The problem
Return every entry exactly.

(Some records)
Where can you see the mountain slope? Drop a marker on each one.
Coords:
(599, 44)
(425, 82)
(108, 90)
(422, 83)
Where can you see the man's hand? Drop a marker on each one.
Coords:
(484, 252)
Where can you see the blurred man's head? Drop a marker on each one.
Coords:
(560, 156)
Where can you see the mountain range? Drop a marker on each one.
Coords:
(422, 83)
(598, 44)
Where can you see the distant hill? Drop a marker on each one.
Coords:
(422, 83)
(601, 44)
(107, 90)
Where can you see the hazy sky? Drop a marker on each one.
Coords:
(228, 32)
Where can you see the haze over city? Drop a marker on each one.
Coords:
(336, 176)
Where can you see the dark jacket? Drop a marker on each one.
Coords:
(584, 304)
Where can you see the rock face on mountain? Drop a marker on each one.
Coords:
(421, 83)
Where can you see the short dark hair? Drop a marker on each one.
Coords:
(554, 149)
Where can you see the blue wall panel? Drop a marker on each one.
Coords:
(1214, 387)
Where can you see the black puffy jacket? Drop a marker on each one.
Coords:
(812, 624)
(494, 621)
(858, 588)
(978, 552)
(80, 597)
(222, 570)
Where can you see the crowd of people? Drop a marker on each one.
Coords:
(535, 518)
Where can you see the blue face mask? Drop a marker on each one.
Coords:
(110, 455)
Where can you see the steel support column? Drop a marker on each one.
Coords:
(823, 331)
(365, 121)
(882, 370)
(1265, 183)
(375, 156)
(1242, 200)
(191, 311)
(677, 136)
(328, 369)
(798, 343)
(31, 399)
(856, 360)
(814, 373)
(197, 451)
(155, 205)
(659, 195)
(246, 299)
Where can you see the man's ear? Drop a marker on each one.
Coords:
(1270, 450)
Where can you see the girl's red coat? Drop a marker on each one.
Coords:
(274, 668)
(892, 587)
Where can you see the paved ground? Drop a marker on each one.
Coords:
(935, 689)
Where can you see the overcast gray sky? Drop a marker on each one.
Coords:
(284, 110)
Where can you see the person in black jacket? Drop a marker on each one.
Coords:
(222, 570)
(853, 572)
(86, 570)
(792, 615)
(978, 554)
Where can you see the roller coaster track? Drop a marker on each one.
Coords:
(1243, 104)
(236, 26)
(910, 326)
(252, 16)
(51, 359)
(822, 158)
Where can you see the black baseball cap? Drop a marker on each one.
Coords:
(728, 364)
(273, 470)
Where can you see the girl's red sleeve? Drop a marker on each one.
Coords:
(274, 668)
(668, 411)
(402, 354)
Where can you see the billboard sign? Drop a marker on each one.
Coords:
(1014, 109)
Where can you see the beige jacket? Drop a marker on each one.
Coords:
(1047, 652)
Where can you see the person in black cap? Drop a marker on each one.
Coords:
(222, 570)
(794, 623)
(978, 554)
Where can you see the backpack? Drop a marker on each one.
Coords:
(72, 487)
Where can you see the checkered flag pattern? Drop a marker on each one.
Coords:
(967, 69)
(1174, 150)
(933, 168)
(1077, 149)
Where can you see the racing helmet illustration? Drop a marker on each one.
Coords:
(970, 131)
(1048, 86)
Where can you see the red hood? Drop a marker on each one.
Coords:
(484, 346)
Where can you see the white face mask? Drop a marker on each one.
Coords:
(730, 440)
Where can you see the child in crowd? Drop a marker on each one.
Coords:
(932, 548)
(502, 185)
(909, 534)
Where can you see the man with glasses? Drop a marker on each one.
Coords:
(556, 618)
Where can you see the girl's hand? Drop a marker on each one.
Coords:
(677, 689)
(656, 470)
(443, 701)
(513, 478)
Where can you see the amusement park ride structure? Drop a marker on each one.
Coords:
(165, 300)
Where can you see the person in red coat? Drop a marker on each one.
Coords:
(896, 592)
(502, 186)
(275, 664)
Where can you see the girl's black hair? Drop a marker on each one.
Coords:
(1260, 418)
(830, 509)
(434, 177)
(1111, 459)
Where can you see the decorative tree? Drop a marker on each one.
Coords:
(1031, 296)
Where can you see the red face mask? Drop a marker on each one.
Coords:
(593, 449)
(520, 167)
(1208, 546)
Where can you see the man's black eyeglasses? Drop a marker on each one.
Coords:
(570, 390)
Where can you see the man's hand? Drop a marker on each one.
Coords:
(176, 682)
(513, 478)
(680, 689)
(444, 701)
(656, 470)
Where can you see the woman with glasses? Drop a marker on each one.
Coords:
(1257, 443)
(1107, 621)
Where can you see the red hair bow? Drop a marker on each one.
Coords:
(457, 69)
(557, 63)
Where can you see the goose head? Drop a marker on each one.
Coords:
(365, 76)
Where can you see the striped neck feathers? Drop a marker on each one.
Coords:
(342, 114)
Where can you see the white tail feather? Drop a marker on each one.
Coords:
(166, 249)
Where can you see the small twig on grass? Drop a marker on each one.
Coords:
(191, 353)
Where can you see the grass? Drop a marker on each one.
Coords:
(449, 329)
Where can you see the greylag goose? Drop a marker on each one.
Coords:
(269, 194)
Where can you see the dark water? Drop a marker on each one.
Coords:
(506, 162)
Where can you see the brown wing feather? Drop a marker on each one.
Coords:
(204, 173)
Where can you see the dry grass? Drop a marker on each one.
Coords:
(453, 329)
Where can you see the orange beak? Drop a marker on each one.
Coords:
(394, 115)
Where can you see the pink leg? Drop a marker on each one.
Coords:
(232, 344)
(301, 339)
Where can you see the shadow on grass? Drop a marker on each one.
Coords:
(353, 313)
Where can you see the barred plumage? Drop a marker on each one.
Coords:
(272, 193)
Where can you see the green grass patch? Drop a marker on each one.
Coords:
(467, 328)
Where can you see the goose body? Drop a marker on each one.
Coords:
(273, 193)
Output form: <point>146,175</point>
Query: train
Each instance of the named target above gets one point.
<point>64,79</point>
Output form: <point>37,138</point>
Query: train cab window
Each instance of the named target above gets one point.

Exercise result
Where can you see the mountain slope? Drop a marker on each one.
Coords:
(599, 44)
(425, 82)
(108, 90)
(422, 83)
Where can you see the man's hand? Drop a marker on each one.
Coords:
(484, 252)
Where can you see the blurred man's head? Drop a marker on each one.
Coords:
(560, 156)
Where can you see the mountain range? Drop a marker on each one.
Coords:
(422, 83)
(598, 44)
Where can you see the distant hill? Drop a marker on each one.
Coords:
(422, 83)
(601, 44)
(107, 90)
Where can you see the hazy sky? Drop a marker on each one.
Coords:
(228, 32)
Where can you see the haze over city? Drop a marker on each one.
Coords:
(336, 176)
Where can you see the dark jacket? Drop a marker on each one.
Coords:
(584, 304)
Where can you see the rock face on mountain? Drop a marker on each one.
Coords:
(421, 83)
Where can you see the short dark hair? Drop a marker on each one.
Coords:
(554, 149)
Where can you see the blue wall panel? Drop a marker on each one.
Coords:
(1214, 387)
Where can you see the black puffy jacket? Drop a marker on each one.
Coords:
(812, 624)
(494, 621)
(858, 588)
(978, 552)
(80, 597)
(222, 570)
Where can you see the crowd of people? Drop a marker on each one.
Coords:
(535, 518)
Where can you see the blue face mask? Drop a marker on each one.
Coords:
(110, 455)
Where can you see the steel support column? Drop a marker on each one.
Coords:
(823, 331)
(365, 121)
(882, 370)
(1265, 183)
(375, 156)
(1242, 200)
(191, 311)
(677, 136)
(328, 369)
(798, 343)
(31, 399)
(856, 360)
(814, 373)
(197, 451)
(155, 205)
(659, 195)
(246, 299)
Where can you see the man's ear? Drop a marker on each one.
Coords:
(1270, 450)
Where can you see the girl's red coat? Drop a marker on each one.
Coords:
(274, 668)
(892, 587)
Where can you see the paved ground? Drop a marker on each one.
Coords:
(935, 689)
Where can you see the overcast gray sky? Drop a marker on each one.
Coords:
(284, 110)
Where can you see the person in black jacket? Drop a marker on each one.
Coords:
(222, 570)
(853, 572)
(86, 570)
(792, 615)
(978, 554)
Where can you see the roller coaster track? Drop a marker on each one.
Coords:
(1243, 104)
(236, 26)
(910, 326)
(252, 16)
(51, 359)
(822, 158)
Where can you see the black baseball cap? Drop a marker on each one.
Coords:
(728, 364)
(273, 470)
Where can you see the girl's red sleeve? Drop a marker on each one.
Coords:
(274, 668)
(668, 411)
(402, 354)
Where can you see the billboard sign? Drop a marker on each one.
Coords:
(1014, 109)
Where can you see the beige jacket? Drop a marker on each one.
Coords:
(1047, 652)
Where can you see the person in black cap? Drop a marker on each one.
Coords:
(222, 570)
(794, 623)
(978, 554)
Where can you see the backpack? Drop a marker on each one.
Coords:
(72, 487)
Where can you see the checkered flag pattern? Drop a marker on each one.
Coords:
(967, 69)
(1174, 150)
(933, 168)
(1077, 149)
Where can you see the racing helmet illustration? Drop a marker on each one.
Coords:
(970, 131)
(1048, 86)
Where can you see the red hood? Drop a marker on each one.
Coords:
(484, 346)
Where can you see the white face mask? Drop a marker on each one.
Coords:
(730, 440)
Where can you see the child in crowd? Drop a marker on each one.
Coords:
(932, 548)
(502, 185)
(909, 534)
Where can you see the man with glasses? Drop a marker on each one.
Coords:
(556, 618)
Where can you see the girl's hand? Drop a marker on each one.
Coords:
(677, 689)
(656, 470)
(443, 701)
(513, 478)
Where can you see the amusement park ride structure? Drop a marker on each one.
Coords:
(165, 300)
Where can you see the person in red coat? Drop a marker on each one.
Coords:
(896, 592)
(502, 186)
(275, 664)
Where can you see the girl's black hair? Drop a marker on each one.
Coords:
(1260, 418)
(830, 509)
(434, 177)
(1111, 459)
Where can you see the decorative tree? Drop a marker on each one.
Coords:
(1031, 296)
Where can you see the red face mask? Drop a marker on each one.
Coords:
(593, 449)
(520, 167)
(1208, 546)
Where can you see the man's black eyeglasses? Drop a marker on each one.
Coords:
(570, 390)
Where can you see the man's hand? Drop a marker on each one.
Coords:
(176, 682)
(513, 478)
(680, 689)
(444, 701)
(656, 470)
Where can you see the woman with glasses? Drop a marker on each one.
Coords:
(1257, 443)
(1107, 621)
Where can you see the red hair bow? Drop a marker on each one.
Coords:
(457, 69)
(557, 63)
Where can you see the goose head? Drop a marker on each one.
Coords:
(365, 76)
Where can you see the striped neck feathers? Drop a marker on each one.
Coords:
(342, 114)
Where can you see the white tail feather? Drop a marker on each one.
Coords:
(166, 249)
Where can you see the small twig on grass? Drop a marker on each one.
Coords:
(191, 353)
Where can you see the grass? Drop a marker on each one.
Coords:
(449, 329)
Where can you see the greylag goose? Drop a marker on each one.
Coords:
(269, 194)
Where can you see the dark water? Drop a marker on each one.
Coords:
(506, 162)
Where can you see the brown wing feather? Drop a marker on each one.
Coords:
(204, 173)
Where can you see the dry grass? Drop a marker on each one.
Coords:
(453, 329)
Where can you see the orange beak? Drop a marker on each one.
Coords:
(394, 115)
Where can you see the pink leg? Drop a marker on each one.
Coords:
(232, 344)
(301, 339)
Where can you see the shadow on grass? Drop a marker on each one.
Coords:
(353, 313)
Where can you see the barred plumage? Drop a marker on each one.
Coords:
(272, 193)
Where can you see the green grass patch? Drop a marker on each one.
Coords:
(467, 328)
Where can you see the goose body? Drop a marker on each one.
Coords:
(273, 193)
Output form: <point>146,175</point>
Query: train
Each instance of the named target above gets one point.
<point>64,79</point>
Output form: <point>37,138</point>
Query: train cab window
Each instance of the named target above gets one point.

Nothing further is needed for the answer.